Roza Kuanyshkyzy Rymbayeva (Роза Қуанышқызы Рымбаева, Roza Quanyşqyzy Rymbaeva; born 1957) is a Soviet and Kazakh singer, the people's artist of the Kazakh Soviet Socialist Republic (1986).

==Biography==
Rosa Rymbayeva was born on 28 October 1957 at the Zhangiz-Tobe station in the East Kazakhstan Province to a family of railway workers. She graduated from the faculty musical-dramatic comedy of theatrical-artistic institute in Almaty (1984). From 1976 to 1979, she was a soloist in the republican youth-pop band "Gulder" ("Flowers"), and from 1979 in a pop band "Arai", managed by her husband T. Okapov. Since 1979, a soloist of Kazakhconcert, the main republican concert. She also combines as a teacher of Republic pop-circus college. The winner of various international contests of pop singers (1977 Sopot, Bulgaria: Golden Orpheus, 1979, Istanbul, Turkey). The winner of grand-prix of "Gala-83" international contest in Cuba. Her repertoire includes songs of Kazakh and foreign composers, along with the works of modern composers performs national songs in a peculiar interpretation. For the moment she sums up her 25-year career of singer, arranges her own jubilee concerts, but Roza Rymbayeva is not going to leave stage. "I have sung so many songs in my 25-year career, that I can't place all of them into my concert program" she says. Her tour now includes 30 songs. She was sometimes called Prima Donna in Kazakh media, given her popularity in Kazakhstan for several decades. Roza Rymbayeva became the people's artist at the age of 28. In 2005 Roza Rymbayeva get star on the Star Square in Moscow.

On 2 April 2008, she became a torchbearer of the 2008 Summer Olympics torch relay lap in Almaty.

==Personal awards==
- 1975 – first prize of the republican contest of initiative
- 1976 – Starred in a movie "First song" (Первая песня), studio "Kazakhtelefilm" (Казахтелефильм)
- 1976 – Prize-winner of the Lenin Komsomol
- 1976–1979 soloist of the ensemble "Gulder" (Гүлдер)
- 1977 – Grand prix of USSR National TV Song Contest "С песней по жизни"
- 1977 – Grand prix of Song Contest "Golden Orpheus", Bulgaria
- 1977 – Special prize in Sopot International Song Festival, Poland
- 1979 – Joined band "Aray" under the management T. Okapov
- 1979 – Honoured as People's Artist of Kazakh SSR
- 1981 – Prize-winner of the Lenin Komsomol
- 1983 – Grand prix of "Gala-83", Cuba
- 1983 – Lead actress in the Soviet-Czechoslovak movie "Good bye, Medeo" (До свидания, Медео)
- 1984 – Graduated from Kazakh institute of theatrics and the arts
- 1986 – Honoured as People's Artist of Kazakh SSR
- 1986 – Grand prix of "The three-kopeck microphone", Turkey
- Since 1995 she has worked as a teacher of the Republican stage-circus college.

Excerpted data ::

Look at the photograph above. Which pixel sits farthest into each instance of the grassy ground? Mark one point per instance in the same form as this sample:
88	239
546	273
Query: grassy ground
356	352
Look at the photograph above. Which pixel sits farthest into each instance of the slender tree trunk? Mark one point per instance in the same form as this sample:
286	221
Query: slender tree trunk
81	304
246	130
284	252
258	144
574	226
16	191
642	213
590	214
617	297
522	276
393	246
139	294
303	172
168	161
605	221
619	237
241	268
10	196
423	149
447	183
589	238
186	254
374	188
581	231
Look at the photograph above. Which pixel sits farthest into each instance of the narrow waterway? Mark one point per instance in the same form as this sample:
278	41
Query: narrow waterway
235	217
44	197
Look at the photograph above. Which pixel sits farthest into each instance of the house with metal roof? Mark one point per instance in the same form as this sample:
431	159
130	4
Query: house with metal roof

Study questions ::
1. Please write out the part of the Rymbayeva biography between "Roza Kuanyshkyzy Rymbayeva" and "Socialist Republic (1986).", inclusive.
2. Decide whether each statement agrees with the Rymbayeva biography. Answer yes or no, and quote the words that settle it.
(a) She was born at the Zhangiz-Tobe station in the East Kazakhstan Province.
(b) The band "Arai" was managed by her brother.
(c) She carried the Olympic torch in Moscow.
3. According to the Rymbayeva biography, why was she sometimes called Prima Donna in Kazakh media? Answer in one to three sentences.

Solved tasks ::
1.
Roza Kuanyshkyzy Rymbayeva (Роза Қуанышқызы Рымбаева, Roza Quanyşqyzy Rymbaeva; born 1957) is a Soviet and Kazakh singer, the people's artist of the Kazakh Soviet Socialist Republic (1986).

2.
(a) Yes: "born on 28 October 1957 at the Zhangiz-Tobe station in the East Kazakhstan Province"
(b) No: "managed by her husband T. Okapov"
(c) No: "she became a torchbearer of the 2008 Summer Olympics torch relay lap in Almaty"

3. Kazakh media sometimes called her Prima Donna because she had been popular in Kazakhstan for several decades.